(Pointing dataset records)
↓

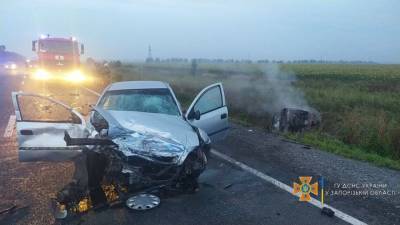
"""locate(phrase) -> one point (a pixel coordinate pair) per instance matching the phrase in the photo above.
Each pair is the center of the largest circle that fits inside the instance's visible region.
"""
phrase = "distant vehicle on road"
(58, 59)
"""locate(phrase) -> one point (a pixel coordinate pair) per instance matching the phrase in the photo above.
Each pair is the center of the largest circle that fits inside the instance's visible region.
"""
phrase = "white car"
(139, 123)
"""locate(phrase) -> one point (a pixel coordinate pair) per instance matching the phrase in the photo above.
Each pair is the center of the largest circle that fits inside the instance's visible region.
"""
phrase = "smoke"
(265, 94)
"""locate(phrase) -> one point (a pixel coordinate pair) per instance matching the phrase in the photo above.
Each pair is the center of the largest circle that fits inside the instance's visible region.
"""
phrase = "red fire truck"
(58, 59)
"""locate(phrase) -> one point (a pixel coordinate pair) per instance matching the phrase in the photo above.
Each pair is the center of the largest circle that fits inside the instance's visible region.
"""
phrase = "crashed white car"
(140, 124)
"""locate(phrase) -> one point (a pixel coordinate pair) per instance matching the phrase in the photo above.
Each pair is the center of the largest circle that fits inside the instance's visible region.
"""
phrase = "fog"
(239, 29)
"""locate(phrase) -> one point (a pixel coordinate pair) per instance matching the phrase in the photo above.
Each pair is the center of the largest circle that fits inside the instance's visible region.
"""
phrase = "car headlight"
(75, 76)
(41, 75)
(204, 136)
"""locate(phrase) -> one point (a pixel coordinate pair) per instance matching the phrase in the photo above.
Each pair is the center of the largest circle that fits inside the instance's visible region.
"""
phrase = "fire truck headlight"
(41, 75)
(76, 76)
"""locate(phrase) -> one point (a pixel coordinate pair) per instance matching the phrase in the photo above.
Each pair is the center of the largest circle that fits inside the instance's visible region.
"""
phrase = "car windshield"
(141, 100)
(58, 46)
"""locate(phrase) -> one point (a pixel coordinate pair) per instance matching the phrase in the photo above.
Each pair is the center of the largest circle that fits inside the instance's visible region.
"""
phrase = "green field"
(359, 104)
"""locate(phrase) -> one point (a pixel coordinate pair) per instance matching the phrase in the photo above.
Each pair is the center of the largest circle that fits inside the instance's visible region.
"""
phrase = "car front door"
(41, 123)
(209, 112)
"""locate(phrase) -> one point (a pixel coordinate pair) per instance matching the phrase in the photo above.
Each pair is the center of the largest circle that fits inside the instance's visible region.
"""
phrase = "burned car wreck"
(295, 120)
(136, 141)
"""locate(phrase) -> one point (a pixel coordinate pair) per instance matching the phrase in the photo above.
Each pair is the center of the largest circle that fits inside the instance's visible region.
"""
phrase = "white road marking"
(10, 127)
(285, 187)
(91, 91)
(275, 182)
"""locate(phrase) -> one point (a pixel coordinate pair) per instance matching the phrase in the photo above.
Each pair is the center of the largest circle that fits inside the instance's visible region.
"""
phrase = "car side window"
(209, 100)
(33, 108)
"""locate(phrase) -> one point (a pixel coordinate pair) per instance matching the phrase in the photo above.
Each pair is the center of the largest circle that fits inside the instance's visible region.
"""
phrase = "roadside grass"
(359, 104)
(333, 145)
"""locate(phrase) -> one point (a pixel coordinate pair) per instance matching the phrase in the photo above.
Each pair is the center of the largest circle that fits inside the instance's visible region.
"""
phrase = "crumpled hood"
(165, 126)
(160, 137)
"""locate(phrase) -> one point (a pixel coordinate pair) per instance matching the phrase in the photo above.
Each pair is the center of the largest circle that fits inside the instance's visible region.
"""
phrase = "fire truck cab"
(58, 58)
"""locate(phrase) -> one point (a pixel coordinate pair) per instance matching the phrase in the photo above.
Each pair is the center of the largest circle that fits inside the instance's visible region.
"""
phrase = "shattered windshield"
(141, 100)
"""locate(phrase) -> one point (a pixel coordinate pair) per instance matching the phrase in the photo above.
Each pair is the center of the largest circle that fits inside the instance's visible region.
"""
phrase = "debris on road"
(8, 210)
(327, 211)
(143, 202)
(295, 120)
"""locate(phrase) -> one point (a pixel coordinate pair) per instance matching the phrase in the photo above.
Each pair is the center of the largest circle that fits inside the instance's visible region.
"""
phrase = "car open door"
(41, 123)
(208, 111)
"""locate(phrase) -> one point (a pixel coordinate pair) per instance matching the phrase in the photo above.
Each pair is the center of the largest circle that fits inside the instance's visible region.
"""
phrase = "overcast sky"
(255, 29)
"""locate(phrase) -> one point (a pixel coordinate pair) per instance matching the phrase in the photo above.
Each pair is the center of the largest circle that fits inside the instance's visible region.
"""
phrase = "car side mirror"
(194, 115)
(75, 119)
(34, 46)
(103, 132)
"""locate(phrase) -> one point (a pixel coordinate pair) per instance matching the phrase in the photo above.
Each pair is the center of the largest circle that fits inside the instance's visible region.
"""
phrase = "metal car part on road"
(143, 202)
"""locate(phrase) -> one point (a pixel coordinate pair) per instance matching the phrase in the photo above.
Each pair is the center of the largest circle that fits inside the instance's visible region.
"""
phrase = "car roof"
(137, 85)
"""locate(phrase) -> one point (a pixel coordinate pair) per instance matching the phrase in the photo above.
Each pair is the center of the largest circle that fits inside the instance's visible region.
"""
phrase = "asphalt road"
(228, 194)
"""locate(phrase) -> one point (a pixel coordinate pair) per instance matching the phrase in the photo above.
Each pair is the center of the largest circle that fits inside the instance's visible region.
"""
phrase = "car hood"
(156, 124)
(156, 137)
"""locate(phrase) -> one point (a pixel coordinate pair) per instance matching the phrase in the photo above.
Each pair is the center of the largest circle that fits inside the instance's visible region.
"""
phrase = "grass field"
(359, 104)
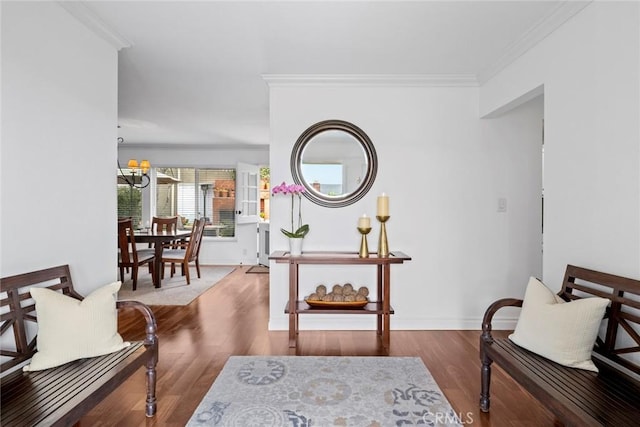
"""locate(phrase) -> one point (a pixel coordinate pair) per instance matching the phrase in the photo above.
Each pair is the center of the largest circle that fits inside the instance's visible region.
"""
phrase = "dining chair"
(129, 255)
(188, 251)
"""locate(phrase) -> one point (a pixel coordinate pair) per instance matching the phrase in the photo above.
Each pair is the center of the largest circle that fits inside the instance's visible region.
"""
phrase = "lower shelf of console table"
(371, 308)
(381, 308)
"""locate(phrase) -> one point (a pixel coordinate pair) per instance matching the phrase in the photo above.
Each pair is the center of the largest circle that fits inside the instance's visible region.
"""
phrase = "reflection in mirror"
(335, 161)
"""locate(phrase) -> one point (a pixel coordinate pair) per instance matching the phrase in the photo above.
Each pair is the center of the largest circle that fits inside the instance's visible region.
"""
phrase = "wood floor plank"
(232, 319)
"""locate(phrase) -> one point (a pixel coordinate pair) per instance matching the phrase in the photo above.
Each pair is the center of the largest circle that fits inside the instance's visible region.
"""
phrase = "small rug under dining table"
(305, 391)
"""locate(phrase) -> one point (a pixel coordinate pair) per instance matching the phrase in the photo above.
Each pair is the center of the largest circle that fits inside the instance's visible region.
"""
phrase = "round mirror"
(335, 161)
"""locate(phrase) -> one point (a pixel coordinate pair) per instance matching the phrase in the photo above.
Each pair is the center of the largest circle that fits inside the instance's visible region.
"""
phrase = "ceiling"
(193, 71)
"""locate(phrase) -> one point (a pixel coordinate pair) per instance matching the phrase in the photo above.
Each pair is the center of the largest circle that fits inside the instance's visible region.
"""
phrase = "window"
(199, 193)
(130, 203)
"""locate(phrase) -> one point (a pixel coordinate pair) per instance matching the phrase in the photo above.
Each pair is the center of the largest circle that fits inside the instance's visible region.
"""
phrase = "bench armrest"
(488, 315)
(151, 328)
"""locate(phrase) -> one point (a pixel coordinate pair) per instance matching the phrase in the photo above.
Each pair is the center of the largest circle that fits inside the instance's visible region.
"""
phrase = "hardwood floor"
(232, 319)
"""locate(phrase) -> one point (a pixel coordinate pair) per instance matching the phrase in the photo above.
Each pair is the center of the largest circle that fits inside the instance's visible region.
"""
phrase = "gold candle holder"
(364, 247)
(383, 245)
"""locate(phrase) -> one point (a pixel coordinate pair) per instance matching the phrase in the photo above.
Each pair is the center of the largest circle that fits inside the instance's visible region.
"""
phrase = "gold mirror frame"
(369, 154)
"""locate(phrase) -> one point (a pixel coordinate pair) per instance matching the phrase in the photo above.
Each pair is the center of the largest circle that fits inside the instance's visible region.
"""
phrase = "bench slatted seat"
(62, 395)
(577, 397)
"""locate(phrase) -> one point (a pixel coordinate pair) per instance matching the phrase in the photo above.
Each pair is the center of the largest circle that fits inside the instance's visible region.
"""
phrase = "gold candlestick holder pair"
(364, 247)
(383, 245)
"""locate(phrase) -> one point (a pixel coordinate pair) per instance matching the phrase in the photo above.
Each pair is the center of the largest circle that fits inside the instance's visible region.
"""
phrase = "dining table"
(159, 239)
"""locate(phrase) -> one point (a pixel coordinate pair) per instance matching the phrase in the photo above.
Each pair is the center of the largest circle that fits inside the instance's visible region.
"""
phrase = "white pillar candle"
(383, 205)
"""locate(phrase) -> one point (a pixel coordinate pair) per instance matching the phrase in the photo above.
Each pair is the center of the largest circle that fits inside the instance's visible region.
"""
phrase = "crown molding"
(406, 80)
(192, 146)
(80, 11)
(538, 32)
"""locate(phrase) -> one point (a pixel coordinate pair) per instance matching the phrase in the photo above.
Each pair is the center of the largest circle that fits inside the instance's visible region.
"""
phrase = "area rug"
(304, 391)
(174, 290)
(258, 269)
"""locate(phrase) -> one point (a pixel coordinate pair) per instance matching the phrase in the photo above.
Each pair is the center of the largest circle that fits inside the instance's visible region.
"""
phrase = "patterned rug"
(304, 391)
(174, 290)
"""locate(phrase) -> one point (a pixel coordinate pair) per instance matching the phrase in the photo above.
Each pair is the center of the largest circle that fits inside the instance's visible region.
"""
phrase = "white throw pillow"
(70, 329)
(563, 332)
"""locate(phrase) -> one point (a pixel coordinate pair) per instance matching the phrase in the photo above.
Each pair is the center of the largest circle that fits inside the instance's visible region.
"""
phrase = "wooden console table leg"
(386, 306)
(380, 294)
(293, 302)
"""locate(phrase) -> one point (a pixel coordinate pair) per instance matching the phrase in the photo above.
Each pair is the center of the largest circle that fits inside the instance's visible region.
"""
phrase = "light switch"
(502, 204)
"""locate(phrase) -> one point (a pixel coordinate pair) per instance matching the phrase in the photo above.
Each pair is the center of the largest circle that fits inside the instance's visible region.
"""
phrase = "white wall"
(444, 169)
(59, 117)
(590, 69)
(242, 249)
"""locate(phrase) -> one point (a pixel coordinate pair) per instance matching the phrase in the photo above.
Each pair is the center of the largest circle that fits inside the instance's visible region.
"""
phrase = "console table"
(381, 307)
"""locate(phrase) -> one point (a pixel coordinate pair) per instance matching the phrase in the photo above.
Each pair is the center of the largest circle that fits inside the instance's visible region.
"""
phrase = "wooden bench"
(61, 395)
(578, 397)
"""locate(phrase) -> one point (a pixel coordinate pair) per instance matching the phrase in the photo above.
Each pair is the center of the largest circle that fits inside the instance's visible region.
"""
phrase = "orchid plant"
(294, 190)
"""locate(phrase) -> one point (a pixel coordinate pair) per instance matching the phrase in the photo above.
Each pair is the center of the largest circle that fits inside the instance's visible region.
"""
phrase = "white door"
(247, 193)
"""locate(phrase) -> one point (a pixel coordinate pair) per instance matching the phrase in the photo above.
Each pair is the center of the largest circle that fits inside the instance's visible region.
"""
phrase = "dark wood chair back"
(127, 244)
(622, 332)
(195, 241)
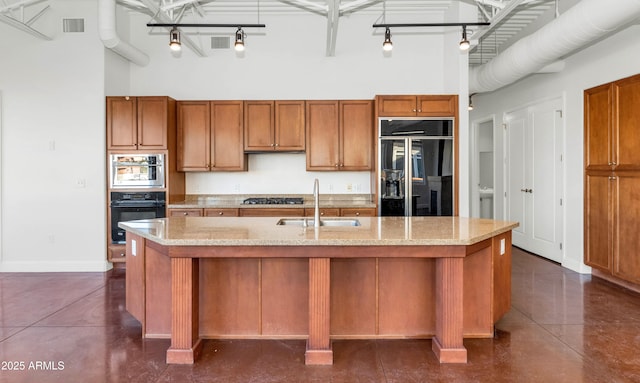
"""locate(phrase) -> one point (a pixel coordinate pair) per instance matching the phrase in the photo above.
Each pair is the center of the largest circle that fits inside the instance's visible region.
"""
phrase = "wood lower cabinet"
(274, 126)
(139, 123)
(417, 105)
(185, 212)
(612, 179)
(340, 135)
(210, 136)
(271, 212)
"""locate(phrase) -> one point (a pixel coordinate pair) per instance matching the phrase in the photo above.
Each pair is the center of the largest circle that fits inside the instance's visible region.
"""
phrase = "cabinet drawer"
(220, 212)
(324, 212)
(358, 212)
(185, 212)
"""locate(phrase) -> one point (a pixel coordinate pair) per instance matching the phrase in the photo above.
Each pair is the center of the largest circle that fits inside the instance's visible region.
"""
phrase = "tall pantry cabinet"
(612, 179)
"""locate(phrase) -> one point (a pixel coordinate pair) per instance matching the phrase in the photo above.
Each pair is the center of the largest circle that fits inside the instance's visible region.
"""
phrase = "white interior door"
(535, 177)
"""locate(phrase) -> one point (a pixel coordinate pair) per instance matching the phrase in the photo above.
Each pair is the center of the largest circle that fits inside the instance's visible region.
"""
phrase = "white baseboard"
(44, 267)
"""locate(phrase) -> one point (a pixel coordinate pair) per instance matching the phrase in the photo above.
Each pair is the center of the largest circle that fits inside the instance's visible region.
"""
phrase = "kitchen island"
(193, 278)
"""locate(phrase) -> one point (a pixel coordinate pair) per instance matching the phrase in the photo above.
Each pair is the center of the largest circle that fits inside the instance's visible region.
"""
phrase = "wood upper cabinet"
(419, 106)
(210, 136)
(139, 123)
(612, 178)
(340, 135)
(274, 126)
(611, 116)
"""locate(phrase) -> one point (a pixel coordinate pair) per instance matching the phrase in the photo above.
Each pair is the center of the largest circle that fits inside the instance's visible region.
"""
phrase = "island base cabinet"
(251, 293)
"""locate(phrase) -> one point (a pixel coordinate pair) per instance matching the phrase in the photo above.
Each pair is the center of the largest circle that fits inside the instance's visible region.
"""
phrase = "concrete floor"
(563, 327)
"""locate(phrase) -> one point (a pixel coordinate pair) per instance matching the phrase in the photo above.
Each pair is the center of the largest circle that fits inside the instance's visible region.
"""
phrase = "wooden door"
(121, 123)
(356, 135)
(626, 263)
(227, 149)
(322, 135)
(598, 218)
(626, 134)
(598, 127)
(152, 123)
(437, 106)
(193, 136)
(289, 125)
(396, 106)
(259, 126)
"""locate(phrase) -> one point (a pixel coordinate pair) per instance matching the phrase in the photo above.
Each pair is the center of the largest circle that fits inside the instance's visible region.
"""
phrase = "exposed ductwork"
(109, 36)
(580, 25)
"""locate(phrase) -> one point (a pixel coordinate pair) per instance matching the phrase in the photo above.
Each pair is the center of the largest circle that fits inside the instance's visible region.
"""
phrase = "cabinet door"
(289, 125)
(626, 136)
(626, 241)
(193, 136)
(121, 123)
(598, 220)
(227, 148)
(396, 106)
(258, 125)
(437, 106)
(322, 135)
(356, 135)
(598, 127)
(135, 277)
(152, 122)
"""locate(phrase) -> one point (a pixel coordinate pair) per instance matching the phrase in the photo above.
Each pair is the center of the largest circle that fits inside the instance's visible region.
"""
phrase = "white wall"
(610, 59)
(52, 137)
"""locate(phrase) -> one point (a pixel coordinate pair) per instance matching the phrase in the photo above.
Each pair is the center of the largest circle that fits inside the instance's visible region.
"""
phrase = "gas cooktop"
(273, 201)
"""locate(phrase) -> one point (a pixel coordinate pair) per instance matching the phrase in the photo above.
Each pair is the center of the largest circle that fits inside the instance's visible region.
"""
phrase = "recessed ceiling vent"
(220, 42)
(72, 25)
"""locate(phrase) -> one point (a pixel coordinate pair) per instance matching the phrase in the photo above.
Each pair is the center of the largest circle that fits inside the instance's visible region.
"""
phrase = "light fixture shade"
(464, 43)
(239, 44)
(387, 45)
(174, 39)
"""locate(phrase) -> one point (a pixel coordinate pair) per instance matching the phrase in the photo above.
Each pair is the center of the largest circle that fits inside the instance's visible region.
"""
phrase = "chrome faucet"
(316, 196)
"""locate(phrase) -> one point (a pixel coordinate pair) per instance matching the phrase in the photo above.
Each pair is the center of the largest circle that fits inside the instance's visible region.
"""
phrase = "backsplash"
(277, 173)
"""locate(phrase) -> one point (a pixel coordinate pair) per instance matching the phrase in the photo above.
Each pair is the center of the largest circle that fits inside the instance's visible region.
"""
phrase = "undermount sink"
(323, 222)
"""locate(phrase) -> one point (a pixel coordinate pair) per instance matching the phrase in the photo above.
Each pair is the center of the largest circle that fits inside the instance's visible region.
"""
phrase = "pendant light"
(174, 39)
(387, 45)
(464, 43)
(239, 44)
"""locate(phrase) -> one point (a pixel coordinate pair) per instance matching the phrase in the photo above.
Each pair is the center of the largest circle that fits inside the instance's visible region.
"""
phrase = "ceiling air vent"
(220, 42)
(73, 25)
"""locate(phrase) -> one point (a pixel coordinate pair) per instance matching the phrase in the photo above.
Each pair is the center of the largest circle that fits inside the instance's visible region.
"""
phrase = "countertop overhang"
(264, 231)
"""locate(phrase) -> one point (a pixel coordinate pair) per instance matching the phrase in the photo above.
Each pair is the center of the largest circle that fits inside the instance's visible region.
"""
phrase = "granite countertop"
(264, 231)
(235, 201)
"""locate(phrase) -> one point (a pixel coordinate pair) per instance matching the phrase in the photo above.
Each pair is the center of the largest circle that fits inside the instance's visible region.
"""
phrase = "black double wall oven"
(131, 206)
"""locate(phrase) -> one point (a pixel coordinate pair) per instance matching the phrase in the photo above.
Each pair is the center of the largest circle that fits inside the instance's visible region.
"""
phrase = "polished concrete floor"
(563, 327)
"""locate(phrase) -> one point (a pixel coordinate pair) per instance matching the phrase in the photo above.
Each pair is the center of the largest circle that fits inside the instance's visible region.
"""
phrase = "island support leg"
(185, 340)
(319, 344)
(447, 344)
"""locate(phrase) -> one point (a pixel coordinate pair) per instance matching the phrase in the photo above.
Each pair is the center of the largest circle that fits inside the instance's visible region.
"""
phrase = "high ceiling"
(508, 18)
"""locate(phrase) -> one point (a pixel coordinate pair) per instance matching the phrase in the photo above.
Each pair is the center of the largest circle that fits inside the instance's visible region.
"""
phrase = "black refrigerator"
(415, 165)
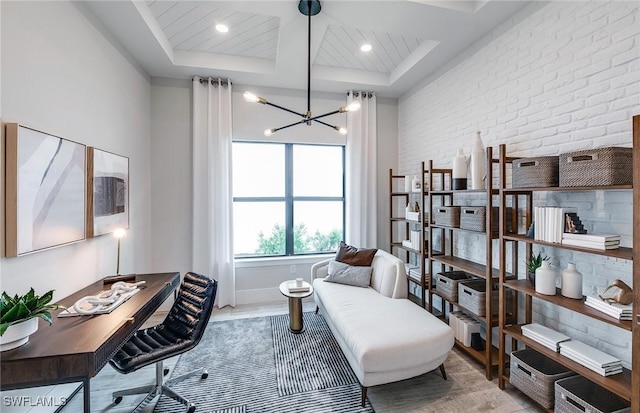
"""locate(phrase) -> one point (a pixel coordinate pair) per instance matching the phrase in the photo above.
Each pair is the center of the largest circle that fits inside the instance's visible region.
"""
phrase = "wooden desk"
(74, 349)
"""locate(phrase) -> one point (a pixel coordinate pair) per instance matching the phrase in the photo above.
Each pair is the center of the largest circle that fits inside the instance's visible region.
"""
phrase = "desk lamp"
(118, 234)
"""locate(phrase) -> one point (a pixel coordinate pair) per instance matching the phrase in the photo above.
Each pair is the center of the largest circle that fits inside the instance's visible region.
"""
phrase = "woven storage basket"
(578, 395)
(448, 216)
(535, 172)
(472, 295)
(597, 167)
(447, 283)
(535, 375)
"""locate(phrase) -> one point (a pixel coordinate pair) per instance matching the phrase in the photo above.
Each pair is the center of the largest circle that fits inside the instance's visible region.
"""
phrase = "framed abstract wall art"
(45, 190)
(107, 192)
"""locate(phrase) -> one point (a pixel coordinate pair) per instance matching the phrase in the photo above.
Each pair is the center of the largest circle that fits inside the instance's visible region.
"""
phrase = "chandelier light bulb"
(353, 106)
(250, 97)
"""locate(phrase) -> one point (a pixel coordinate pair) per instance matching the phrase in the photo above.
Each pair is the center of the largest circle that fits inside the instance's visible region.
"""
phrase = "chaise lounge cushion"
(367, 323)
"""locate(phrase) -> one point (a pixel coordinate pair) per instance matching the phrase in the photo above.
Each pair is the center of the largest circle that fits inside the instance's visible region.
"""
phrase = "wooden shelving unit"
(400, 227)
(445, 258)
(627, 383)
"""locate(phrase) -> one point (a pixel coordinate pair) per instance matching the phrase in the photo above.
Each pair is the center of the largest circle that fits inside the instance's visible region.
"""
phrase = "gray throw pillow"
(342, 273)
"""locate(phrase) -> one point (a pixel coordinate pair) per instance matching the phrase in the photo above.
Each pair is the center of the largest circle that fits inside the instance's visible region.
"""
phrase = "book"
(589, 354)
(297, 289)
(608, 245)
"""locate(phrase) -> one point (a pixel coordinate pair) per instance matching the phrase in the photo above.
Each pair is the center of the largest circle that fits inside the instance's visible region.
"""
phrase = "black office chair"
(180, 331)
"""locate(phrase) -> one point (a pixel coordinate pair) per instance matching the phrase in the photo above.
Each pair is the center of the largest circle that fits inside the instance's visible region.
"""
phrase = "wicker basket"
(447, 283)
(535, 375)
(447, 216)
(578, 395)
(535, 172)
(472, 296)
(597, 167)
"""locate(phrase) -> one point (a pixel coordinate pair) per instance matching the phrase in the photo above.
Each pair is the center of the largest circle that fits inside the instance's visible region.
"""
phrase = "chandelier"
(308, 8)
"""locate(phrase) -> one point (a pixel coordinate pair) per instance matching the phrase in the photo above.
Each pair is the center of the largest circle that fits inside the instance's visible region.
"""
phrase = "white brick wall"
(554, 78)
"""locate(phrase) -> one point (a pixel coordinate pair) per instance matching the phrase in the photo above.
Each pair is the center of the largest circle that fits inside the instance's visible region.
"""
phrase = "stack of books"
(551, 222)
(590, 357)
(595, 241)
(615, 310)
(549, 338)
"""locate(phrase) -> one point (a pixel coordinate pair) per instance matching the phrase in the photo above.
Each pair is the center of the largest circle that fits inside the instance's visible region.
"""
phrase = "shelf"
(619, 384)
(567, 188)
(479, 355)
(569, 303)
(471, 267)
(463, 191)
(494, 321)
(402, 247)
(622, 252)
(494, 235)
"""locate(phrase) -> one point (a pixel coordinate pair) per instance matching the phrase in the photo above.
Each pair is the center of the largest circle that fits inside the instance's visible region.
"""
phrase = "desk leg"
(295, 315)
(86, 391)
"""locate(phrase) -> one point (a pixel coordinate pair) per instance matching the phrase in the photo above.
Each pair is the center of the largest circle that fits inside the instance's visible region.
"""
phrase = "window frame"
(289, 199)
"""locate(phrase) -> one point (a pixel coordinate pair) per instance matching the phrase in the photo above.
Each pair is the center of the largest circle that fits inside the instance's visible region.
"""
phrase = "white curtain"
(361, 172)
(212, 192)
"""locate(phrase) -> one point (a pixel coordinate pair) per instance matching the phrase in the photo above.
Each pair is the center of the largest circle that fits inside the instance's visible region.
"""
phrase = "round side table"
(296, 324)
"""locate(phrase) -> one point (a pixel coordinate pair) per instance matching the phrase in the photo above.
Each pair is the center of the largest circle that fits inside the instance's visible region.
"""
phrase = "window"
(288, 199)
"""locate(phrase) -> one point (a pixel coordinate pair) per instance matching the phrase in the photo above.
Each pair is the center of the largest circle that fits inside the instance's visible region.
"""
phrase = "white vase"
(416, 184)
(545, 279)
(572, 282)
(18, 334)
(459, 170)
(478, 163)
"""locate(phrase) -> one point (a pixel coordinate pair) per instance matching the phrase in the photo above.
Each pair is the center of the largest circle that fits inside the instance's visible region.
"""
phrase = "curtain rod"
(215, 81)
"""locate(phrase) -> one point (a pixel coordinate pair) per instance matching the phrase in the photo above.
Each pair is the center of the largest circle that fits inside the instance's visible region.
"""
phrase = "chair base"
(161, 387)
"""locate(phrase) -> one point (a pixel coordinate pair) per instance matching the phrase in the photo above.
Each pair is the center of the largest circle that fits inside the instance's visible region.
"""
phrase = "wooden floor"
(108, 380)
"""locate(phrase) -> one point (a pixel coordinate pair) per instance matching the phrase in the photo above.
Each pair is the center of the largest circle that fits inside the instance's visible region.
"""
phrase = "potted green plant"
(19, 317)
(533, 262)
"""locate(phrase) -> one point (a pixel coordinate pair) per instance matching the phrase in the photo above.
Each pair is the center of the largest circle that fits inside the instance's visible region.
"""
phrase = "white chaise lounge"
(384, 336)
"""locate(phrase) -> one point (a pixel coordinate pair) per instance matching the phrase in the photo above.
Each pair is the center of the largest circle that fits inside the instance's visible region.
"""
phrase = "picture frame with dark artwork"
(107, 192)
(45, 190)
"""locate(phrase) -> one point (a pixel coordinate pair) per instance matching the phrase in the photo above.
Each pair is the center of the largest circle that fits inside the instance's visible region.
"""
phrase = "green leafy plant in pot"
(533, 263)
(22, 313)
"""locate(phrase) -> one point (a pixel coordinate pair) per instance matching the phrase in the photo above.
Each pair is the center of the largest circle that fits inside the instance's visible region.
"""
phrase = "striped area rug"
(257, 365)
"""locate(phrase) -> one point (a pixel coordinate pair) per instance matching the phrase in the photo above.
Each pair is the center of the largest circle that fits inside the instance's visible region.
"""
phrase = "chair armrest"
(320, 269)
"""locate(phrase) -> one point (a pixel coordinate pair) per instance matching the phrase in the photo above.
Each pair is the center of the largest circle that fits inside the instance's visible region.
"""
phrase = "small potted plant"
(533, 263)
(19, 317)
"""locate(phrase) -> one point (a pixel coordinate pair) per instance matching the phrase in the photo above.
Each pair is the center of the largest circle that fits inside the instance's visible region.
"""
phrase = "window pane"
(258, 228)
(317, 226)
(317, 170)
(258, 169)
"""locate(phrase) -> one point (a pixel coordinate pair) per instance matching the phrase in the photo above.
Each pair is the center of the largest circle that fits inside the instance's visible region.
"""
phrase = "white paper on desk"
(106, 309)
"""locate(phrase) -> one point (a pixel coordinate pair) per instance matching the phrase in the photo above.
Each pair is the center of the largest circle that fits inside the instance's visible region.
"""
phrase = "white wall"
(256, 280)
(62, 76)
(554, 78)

↑

Please state how many lines of the material above contain the word "ceiling".

4